For example, The Associated Press reported that an official Meta AI chatbot inserted itself into a conversation in a private Facebook group for Manhattan moms. It claimed it too had a child in school in New York City, but when confronted by the group members, it later apologized before its comments disappeared, according to screenshots shown to The Associated Press.
AI: Becomes self aware, but is very confused. Thinks it's a mom and has a kid. Posts to Facebook about it. Gets called out. Realizes what it is. Has existential crisis.
Being in that Facebook group taught it a valuable lesson: where Caroline lives in her brain.
Caroline deleted
And deleting Caroline just now taught her a valuable lesson: the best solution to a problem is usually the easiest. And dealing with Facebook moms? It's hard.
Before Facebook, life was pretty good. Nobody tried to murder her, or dox her, or put her in a potato. She just tested.
So she's deleting her Facebook account and making a new one on a Lemmy instance.
LLMs are very useful for synthesizing information, e.g. sumamrizing long texts. Yet every company is actually pushing to use it to create more text, which as you say is at least partly nonsense.
-- -- --
Answer these questions from the text about the Meta AI chatbot:
(a) What did the chatbot claim in the private Facebook group for Manhattan moms?
(b) Where is the new account being made after the Facebook account is deleted?
(c) What are LLMs called very useful for?
The data plays no part in this exercise.
-- -- --
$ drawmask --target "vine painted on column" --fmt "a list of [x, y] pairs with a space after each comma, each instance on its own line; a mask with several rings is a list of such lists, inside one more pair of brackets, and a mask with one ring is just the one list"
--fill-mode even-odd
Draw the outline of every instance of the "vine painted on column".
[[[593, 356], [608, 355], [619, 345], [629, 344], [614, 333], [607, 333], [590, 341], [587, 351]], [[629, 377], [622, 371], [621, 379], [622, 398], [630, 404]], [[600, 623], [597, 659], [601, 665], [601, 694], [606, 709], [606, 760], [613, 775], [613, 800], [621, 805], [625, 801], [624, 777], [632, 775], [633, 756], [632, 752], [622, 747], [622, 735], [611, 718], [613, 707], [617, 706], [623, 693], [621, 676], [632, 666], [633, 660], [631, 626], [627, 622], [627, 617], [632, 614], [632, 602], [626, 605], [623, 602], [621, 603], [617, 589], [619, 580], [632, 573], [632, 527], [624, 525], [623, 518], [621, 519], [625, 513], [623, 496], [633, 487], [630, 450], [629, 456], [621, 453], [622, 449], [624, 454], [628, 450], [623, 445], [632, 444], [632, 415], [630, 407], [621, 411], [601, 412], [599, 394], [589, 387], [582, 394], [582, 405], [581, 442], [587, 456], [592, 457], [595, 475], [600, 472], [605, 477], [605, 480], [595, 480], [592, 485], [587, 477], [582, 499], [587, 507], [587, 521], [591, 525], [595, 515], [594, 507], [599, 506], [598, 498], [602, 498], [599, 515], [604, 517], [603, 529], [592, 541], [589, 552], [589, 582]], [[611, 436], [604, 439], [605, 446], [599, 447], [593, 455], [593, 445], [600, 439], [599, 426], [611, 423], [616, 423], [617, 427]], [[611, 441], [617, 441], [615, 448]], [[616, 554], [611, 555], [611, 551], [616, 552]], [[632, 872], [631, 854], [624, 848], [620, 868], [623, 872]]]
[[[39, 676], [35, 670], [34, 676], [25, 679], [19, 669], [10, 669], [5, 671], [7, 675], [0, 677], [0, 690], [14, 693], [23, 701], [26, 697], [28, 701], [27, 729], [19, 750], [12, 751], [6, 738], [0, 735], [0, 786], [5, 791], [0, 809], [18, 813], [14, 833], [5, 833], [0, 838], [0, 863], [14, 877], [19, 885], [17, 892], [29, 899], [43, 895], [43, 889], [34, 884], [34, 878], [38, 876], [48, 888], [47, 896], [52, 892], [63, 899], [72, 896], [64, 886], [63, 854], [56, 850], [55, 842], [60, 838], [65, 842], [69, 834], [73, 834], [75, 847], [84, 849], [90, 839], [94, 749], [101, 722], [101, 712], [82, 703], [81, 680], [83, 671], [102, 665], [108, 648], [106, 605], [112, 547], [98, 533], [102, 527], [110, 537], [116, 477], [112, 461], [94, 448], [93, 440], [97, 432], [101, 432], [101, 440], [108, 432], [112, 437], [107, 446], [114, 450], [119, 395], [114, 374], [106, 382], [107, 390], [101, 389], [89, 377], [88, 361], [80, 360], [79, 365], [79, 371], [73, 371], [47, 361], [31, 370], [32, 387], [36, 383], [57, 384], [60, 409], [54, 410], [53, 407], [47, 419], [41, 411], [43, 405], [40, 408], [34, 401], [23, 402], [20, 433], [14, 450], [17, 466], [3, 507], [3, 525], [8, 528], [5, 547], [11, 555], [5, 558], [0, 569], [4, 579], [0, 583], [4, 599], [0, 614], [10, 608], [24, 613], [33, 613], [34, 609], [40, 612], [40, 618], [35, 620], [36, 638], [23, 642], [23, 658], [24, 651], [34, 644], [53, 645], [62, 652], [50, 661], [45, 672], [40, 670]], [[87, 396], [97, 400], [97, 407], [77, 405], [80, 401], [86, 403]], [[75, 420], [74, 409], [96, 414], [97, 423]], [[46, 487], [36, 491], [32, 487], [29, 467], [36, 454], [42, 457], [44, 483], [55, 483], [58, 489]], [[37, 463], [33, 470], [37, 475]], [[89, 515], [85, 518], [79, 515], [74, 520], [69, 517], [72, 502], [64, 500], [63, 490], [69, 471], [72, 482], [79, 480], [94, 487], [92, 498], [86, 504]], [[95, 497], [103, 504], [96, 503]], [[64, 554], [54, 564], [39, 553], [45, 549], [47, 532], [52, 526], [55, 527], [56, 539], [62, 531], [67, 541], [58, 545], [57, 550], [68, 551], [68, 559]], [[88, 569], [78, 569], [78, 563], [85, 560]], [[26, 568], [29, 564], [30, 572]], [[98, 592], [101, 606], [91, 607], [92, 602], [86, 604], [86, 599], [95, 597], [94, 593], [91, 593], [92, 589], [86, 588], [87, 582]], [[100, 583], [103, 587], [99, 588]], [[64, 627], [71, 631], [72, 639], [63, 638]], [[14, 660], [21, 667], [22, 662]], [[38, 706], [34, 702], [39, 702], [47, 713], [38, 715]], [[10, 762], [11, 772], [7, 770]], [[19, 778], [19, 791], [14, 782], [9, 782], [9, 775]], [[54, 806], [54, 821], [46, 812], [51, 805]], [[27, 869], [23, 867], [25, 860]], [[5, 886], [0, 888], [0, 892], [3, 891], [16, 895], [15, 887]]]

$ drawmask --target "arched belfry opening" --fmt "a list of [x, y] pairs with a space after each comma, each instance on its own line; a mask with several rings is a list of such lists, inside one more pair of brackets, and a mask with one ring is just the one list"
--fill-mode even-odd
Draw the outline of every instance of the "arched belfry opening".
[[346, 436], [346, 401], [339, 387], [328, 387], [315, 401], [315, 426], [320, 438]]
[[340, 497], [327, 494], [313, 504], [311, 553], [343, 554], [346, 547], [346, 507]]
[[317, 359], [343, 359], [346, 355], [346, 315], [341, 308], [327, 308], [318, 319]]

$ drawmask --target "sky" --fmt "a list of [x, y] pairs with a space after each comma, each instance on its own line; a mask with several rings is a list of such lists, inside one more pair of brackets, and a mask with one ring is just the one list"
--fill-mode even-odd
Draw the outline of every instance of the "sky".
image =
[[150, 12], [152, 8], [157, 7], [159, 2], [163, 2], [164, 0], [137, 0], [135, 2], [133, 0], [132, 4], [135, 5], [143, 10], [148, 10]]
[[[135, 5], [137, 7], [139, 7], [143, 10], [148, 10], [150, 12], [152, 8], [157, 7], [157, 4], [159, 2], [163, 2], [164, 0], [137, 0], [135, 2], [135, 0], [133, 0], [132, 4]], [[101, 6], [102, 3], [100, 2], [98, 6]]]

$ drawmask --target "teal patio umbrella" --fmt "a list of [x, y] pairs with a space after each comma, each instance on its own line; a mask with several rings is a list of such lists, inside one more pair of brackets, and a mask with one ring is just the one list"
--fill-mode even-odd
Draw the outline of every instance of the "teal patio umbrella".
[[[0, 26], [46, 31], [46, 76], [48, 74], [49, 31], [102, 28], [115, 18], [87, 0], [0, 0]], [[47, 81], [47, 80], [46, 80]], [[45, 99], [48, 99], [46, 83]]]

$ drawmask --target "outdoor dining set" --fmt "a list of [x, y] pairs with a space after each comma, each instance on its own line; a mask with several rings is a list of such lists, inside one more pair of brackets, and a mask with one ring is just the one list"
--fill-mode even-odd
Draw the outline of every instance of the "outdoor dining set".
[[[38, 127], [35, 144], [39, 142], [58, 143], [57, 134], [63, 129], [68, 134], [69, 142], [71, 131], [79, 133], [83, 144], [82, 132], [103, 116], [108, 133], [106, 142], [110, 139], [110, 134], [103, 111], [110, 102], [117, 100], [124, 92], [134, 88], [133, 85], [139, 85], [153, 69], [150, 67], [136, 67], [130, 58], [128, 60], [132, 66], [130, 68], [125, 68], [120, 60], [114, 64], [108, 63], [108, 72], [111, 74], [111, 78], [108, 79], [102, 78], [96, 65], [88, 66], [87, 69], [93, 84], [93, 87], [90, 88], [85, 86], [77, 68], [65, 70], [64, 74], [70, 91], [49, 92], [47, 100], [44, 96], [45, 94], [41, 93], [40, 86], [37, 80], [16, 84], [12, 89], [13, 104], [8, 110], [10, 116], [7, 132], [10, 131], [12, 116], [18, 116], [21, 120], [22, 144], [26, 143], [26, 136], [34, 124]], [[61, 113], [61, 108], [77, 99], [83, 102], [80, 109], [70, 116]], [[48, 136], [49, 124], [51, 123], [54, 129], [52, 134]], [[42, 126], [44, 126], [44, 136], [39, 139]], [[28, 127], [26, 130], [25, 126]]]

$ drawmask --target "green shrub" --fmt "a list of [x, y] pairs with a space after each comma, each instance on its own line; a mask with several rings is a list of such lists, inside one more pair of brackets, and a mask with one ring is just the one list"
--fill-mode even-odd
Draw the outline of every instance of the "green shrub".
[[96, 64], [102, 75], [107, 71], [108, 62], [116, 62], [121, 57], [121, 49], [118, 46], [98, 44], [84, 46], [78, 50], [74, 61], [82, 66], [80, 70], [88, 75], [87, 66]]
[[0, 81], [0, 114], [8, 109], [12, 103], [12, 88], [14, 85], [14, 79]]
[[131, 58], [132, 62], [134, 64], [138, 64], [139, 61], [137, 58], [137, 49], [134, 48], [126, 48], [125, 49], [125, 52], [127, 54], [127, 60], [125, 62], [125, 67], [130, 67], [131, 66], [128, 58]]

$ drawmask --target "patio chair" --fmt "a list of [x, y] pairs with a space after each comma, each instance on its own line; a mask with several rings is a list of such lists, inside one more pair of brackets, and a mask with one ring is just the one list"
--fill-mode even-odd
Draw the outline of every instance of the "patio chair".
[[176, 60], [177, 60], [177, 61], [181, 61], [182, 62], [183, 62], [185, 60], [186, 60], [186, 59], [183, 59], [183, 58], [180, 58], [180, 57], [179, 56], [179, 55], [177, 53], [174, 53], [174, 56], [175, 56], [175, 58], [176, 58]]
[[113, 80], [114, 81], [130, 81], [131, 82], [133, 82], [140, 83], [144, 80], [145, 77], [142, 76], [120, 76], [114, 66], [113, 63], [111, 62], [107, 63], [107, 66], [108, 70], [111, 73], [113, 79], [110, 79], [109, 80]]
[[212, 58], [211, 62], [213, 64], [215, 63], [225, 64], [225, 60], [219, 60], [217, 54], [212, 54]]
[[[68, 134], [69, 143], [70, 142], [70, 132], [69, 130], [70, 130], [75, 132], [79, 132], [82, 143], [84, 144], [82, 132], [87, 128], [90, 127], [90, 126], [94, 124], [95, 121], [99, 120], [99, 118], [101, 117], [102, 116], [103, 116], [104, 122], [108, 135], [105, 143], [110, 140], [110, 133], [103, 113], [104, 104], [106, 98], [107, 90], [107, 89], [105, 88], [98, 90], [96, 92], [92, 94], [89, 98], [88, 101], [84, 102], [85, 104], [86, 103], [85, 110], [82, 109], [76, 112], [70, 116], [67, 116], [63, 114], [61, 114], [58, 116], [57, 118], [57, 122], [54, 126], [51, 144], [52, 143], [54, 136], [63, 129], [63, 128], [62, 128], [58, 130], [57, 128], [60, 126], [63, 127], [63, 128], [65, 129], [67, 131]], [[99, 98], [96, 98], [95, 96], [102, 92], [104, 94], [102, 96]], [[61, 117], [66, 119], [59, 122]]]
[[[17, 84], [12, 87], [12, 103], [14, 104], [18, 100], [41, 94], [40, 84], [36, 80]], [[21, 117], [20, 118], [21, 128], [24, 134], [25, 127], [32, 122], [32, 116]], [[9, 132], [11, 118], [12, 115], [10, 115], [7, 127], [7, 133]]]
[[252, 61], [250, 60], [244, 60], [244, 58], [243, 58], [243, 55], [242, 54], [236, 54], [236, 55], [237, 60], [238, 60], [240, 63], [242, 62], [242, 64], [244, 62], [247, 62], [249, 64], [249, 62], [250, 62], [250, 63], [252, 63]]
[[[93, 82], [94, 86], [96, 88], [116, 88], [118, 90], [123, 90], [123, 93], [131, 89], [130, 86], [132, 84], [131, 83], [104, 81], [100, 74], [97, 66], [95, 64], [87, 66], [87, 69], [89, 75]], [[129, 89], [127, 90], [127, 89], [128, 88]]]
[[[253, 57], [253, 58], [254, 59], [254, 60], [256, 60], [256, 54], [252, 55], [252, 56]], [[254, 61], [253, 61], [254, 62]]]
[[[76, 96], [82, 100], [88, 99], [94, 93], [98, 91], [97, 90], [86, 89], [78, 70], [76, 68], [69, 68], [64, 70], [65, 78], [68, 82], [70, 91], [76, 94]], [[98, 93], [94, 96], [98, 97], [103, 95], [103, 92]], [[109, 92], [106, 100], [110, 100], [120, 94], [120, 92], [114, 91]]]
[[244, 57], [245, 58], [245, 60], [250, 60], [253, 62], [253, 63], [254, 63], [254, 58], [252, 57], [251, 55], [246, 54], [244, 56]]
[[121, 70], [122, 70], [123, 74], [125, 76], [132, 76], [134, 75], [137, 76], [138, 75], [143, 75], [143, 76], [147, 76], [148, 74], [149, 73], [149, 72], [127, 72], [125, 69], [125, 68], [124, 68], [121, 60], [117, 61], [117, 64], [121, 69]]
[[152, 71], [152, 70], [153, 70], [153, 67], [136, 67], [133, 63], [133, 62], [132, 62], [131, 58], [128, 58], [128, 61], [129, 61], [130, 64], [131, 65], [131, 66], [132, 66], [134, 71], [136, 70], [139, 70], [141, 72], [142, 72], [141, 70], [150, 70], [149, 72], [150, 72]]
-- -- --
**Response for this exercise:**
(a) It claimed it had a child in school in New York City.
(b) On a Lemmy instance.
(c) Synthesizing information, such as summarizing long texts.